(Tasks to complete)
**a)** According to the article on the new Chase lounge at LAX, how large will the lounge be?
**b)** Rewrite the part of the article on the new Chase lounge at LAX starting with "While a swanky" and going on through "was not shared.", swapping "swanky" for "stylish".

(Excerpted text)
────

While a swanky airport lounge can’t alleviate Los Angeles International Airport’s infamous curbside gridlock, it can make it become a more distant memory.

The latest predeparture sanctuary that will land at LAX? It’s from a company best known for its bank branches. Chase announced on Thursday it will open a 9,234-square-foot Sapphire Lounge at Tom Bradley International Terminal (TBIT), near Gate 148. An opening date was not shared.

Dana Pouwels, head of airport lounge benefits and strategic partnerships for Chase, said the company is investing in meeting its customers where they are.

“Los Angeles is home to many cardmembers and a popular destination among Chase travelers,” Pouwels said. “And as a native Angeleno who frequently travels through LAX to visit home, I’m excited to bring a Chase Sapphire Lounge to my home city.”

Based on renderings, the premium Chase space will feature expansive tarmac views — a first for a lounge in TBIT’s main concourse — along with a dramatic waterfall-style chandelier above a granite and wood bar. While Chase was mum on proposed amenities, if it’s anything like the company’s other lounges now at five airports, expect it to skew higher-end.

A rendering of the seating area in the new lounge.


The first U.S. Sapphire Lounge for Chase debuted in Boston one year ago. Features include a gourmet buffet and à la carte dining (their Sapphire burger is a particular standout); dedicated wellness and shower rooms; and a residential-inspired design meant for both work and leisure. Meanwhile, the LaGuardia Airport location in New York that opened earlier this year even offers complimentary facials and ultra-high-end private suites (for a hefty additional fee).

Pouwels said the “space will pay homage to Los Angeles while embodying local modern elements that celebrate the culture of the city.”

To get unlimited access to Chase Sapphire Lounges in the U.S., travelers must be enrolled in the $550-per-year Chase Sapphire Reserve with Priority Pass membership. Those with a Priority Pass membership from another premium travel credit card (such as an Amex Platinum or Capital One Venture X) can enter a U.S. Sapphire Lounge once each calendar year at no cost.

────

[Source data]
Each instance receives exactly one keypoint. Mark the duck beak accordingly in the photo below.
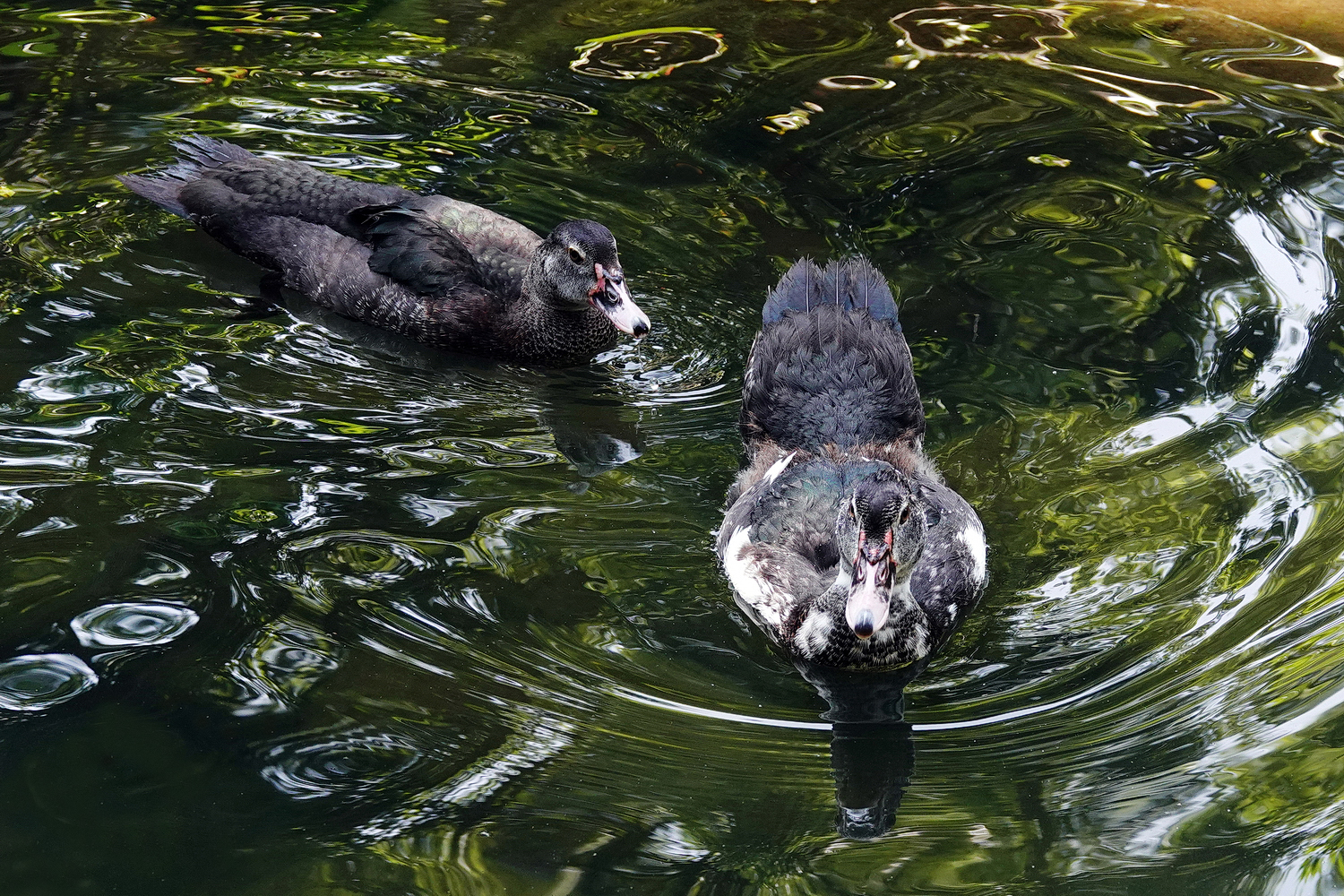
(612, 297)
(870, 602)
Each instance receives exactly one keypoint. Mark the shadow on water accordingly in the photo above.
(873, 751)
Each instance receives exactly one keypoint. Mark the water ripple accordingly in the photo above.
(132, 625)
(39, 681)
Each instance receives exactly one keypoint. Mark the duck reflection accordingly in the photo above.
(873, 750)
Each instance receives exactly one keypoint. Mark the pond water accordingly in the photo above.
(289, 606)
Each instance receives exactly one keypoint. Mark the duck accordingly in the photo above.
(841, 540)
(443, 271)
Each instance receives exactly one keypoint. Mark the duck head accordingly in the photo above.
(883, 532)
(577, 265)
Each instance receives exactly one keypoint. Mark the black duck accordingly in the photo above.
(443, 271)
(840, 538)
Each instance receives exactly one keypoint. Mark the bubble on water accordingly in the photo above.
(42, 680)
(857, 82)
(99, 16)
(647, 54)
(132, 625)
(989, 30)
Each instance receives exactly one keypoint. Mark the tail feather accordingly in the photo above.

────

(Solutions)
**a)** 9,234 square feet.

**b)**
While a stylish airport lounge can’t alleviate Los Angeles International Airport’s infamous curbside gridlock, it can make it become a more distant memory.

The latest predeparture sanctuary that will land at LAX? It’s from a company best known for its bank branches. Chase announced on Thursday it will open a 9,234-square-foot Sapphire Lounge at Tom Bradley International Terminal (TBIT), near Gate 148. An opening date was not shared.